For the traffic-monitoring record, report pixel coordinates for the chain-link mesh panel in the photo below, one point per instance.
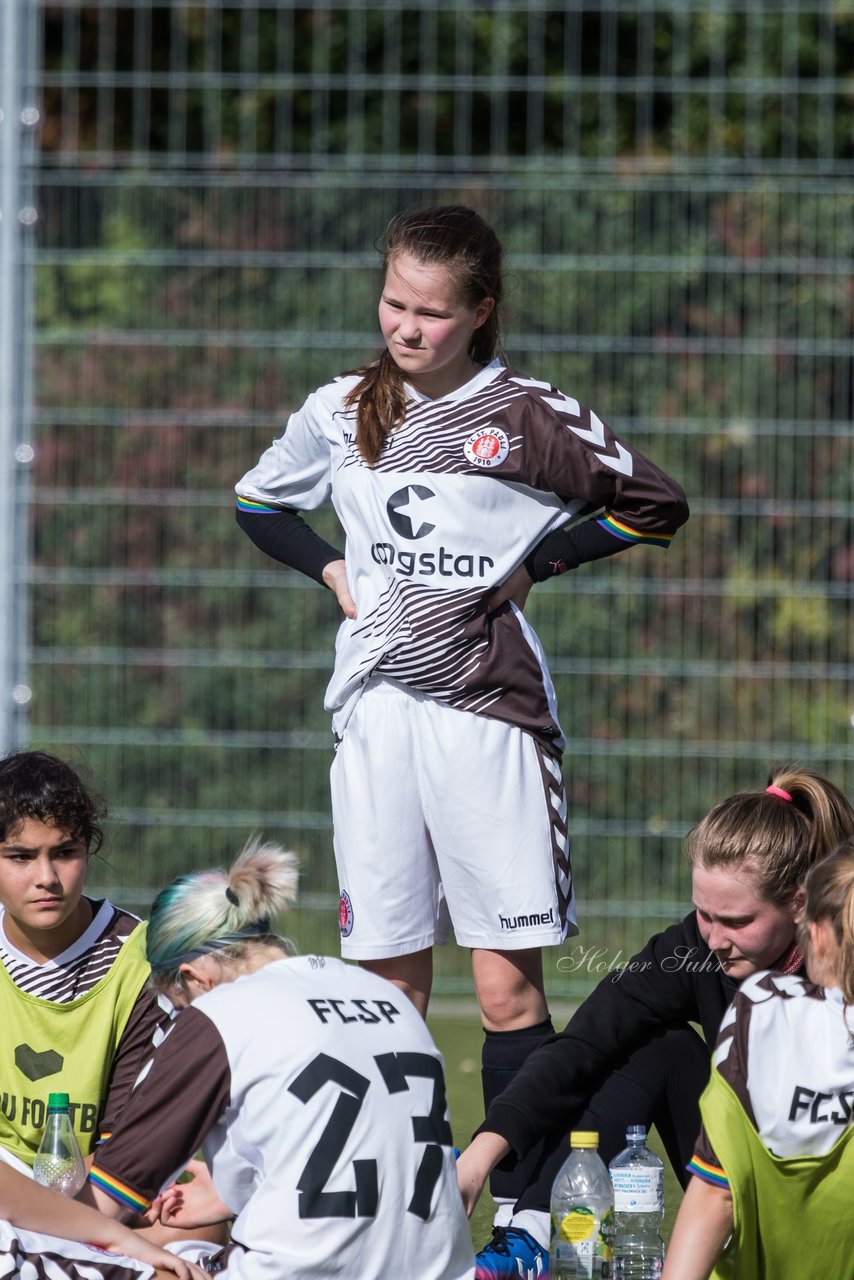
(672, 186)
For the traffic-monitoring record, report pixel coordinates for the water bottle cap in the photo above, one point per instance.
(584, 1138)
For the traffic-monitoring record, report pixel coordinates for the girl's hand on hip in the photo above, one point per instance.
(334, 575)
(516, 588)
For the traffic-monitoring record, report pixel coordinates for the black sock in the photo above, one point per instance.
(503, 1052)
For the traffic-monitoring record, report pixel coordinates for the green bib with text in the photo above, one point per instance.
(63, 1048)
(791, 1217)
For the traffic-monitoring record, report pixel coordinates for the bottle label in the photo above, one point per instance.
(638, 1189)
(578, 1225)
(588, 1240)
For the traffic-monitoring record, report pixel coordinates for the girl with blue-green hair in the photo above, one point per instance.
(311, 1086)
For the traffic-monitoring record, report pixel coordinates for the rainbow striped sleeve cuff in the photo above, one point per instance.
(118, 1191)
(712, 1174)
(257, 507)
(631, 535)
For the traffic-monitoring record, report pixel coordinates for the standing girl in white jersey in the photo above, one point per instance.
(313, 1087)
(453, 479)
(773, 1165)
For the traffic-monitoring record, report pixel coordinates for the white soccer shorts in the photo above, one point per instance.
(441, 817)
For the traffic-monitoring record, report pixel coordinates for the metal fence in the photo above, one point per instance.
(672, 182)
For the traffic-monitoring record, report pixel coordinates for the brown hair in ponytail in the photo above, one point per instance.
(773, 837)
(830, 896)
(448, 236)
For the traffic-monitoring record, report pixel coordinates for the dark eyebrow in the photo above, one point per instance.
(14, 848)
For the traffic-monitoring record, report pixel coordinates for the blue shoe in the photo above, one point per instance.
(511, 1253)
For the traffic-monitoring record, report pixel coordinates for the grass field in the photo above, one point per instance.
(459, 1036)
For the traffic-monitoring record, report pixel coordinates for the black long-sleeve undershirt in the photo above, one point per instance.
(286, 536)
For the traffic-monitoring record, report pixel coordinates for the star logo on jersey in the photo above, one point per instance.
(406, 511)
(487, 448)
(345, 914)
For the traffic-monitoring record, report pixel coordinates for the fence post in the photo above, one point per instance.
(17, 218)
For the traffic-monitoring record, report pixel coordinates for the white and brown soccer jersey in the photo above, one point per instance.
(788, 1054)
(465, 488)
(318, 1097)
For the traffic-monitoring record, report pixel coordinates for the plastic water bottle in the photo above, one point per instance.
(59, 1162)
(638, 1178)
(581, 1214)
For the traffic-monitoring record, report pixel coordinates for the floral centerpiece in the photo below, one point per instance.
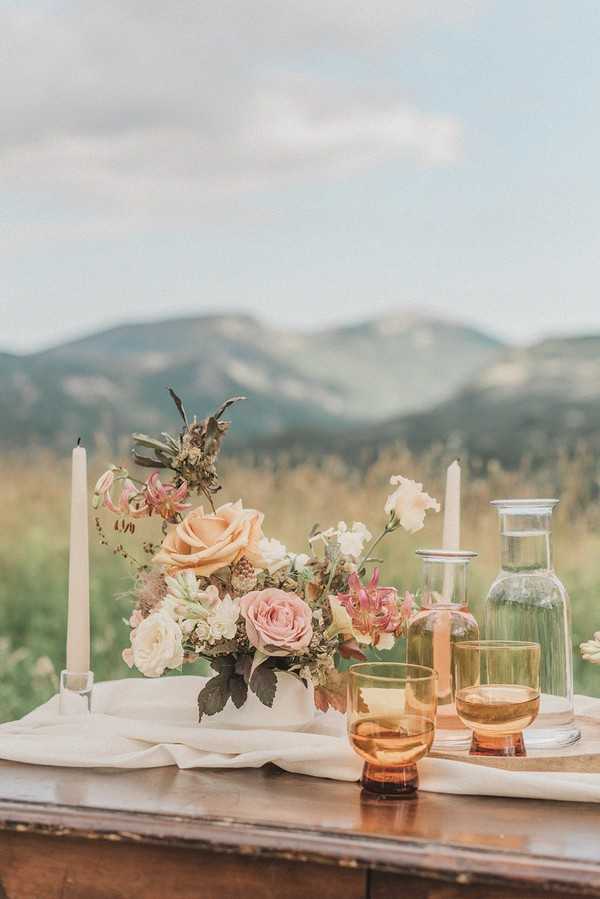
(217, 588)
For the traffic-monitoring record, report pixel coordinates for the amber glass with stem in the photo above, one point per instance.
(497, 693)
(391, 723)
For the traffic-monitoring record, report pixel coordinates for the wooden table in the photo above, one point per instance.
(67, 833)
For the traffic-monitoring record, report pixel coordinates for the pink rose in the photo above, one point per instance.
(277, 623)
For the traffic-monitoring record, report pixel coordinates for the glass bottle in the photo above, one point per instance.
(527, 601)
(444, 619)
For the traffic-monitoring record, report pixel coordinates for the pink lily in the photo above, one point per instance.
(166, 499)
(373, 610)
(131, 501)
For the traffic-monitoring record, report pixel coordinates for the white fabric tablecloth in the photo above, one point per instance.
(140, 723)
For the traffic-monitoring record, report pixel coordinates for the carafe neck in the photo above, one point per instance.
(444, 578)
(526, 537)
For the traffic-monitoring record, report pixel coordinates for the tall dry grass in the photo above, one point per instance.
(34, 547)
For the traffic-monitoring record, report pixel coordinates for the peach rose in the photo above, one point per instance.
(204, 543)
(277, 623)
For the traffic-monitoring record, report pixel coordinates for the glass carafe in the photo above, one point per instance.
(444, 619)
(527, 601)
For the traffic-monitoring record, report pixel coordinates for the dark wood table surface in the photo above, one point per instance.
(67, 833)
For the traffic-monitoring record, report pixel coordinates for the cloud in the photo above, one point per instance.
(135, 104)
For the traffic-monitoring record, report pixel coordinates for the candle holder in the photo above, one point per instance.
(75, 693)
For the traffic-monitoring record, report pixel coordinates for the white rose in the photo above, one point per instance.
(409, 503)
(300, 560)
(590, 651)
(223, 619)
(157, 644)
(274, 553)
(351, 542)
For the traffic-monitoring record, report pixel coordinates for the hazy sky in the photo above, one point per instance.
(307, 160)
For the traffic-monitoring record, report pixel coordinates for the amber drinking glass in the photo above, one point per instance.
(497, 693)
(391, 723)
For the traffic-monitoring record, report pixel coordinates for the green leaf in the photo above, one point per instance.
(259, 658)
(145, 462)
(150, 442)
(264, 683)
(238, 689)
(243, 666)
(213, 697)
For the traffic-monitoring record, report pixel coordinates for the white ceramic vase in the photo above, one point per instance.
(293, 708)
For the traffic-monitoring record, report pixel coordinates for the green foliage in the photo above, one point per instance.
(34, 555)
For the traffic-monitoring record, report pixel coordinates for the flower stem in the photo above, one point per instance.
(390, 526)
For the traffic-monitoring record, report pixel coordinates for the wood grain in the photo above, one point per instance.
(267, 827)
(35, 867)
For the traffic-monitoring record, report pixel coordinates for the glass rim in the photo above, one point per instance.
(497, 644)
(446, 555)
(523, 506)
(421, 672)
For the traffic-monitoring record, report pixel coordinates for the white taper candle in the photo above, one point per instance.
(78, 628)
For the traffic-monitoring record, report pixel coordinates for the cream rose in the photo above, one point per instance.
(409, 503)
(156, 644)
(204, 543)
(277, 623)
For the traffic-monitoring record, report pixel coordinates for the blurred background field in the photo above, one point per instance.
(34, 547)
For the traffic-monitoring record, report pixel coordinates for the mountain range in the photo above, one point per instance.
(353, 389)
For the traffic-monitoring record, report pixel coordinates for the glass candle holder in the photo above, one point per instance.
(391, 724)
(444, 619)
(527, 601)
(497, 693)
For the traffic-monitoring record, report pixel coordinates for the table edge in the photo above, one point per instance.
(441, 861)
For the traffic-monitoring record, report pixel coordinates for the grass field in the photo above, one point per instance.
(34, 549)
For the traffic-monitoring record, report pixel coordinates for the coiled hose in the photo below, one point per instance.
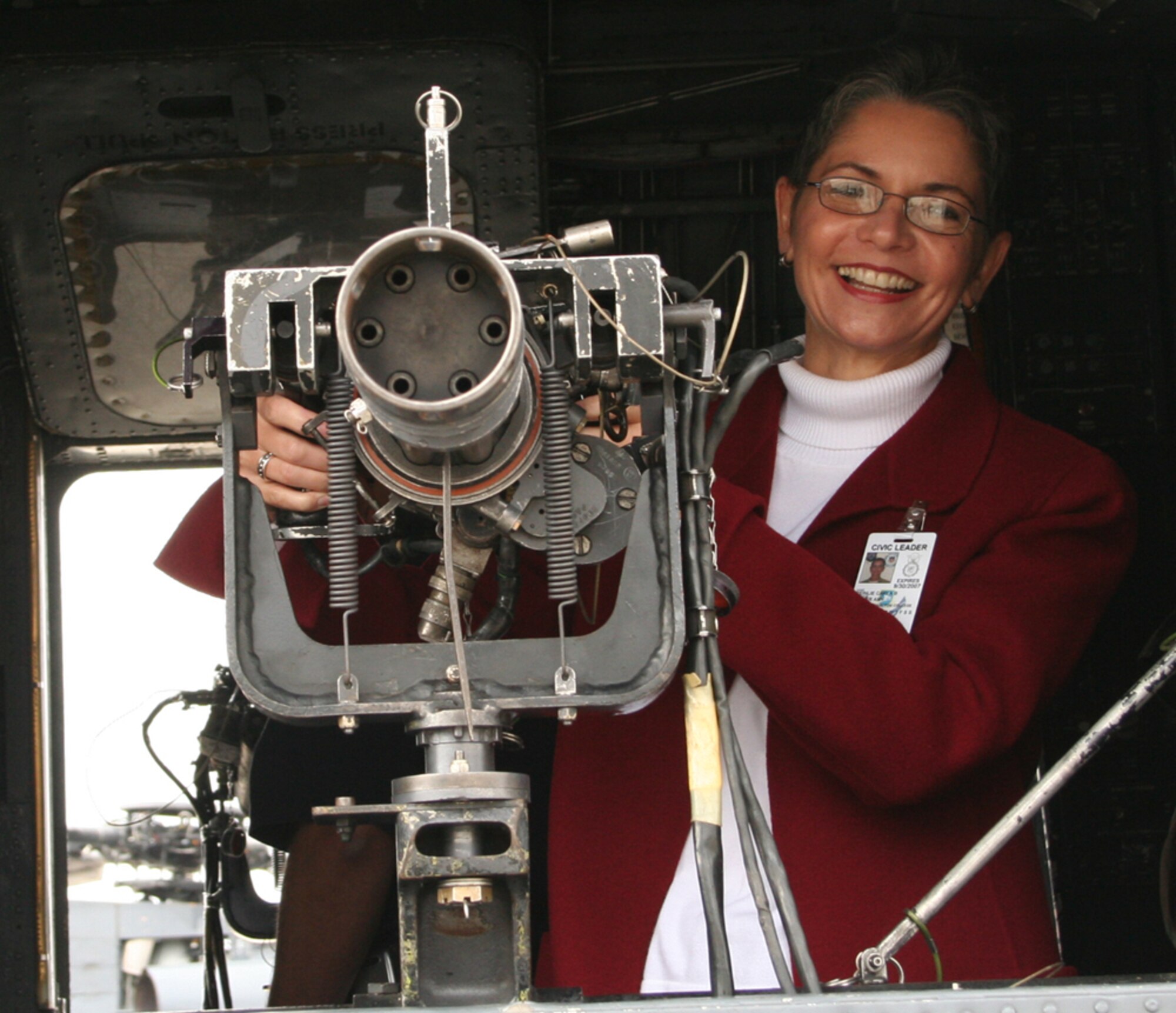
(344, 572)
(562, 557)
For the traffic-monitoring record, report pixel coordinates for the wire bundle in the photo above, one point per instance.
(698, 449)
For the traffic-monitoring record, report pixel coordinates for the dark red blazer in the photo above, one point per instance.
(890, 755)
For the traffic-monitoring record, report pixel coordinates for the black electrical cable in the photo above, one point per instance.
(205, 808)
(761, 362)
(753, 827)
(697, 521)
(163, 767)
(766, 844)
(502, 617)
(707, 837)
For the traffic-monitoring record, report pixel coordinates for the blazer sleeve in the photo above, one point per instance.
(899, 717)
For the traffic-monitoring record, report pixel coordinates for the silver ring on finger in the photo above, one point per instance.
(264, 463)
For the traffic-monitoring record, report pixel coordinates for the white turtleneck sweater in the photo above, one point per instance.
(827, 429)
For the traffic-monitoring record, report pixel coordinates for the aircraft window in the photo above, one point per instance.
(150, 244)
(133, 637)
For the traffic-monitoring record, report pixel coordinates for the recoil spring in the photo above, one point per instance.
(562, 556)
(343, 565)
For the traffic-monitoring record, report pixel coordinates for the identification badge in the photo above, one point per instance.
(894, 571)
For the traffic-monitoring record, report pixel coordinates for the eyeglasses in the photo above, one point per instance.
(936, 215)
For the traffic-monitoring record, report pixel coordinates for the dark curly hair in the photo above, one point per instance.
(933, 78)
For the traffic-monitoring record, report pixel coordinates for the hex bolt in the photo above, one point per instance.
(403, 383)
(370, 332)
(462, 277)
(399, 278)
(493, 330)
(463, 383)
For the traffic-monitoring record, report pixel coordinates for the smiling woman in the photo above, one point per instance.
(884, 710)
(870, 238)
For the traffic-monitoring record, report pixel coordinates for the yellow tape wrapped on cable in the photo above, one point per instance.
(704, 754)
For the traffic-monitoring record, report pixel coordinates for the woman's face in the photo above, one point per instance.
(858, 324)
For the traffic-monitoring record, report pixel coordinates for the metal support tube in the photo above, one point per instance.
(872, 963)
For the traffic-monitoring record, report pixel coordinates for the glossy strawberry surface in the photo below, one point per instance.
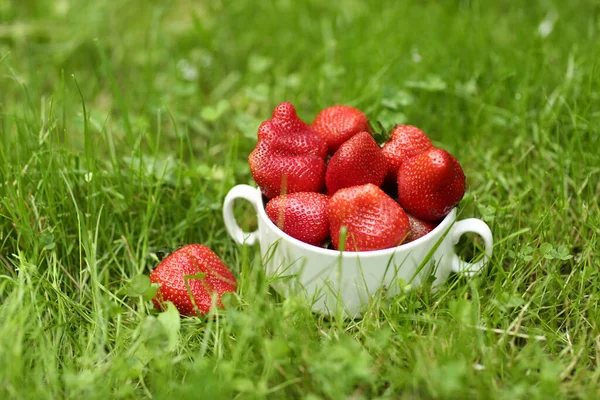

Required work: Extract every line of the entries above that contains the string "candle", treating uppercase and lowercase letters as distinct.

Result of the task:
For the traffic-monitoring record, report pixel coordinates for the candle holder in the photo above, one point per instance.
For the traffic-monitoring record, report pixel coordinates for the white taper candle in the photo above, one point per instance.
For the traffic-monitoring record, report pixel coordinates for the glass candle holder in the photo above, one point per instance.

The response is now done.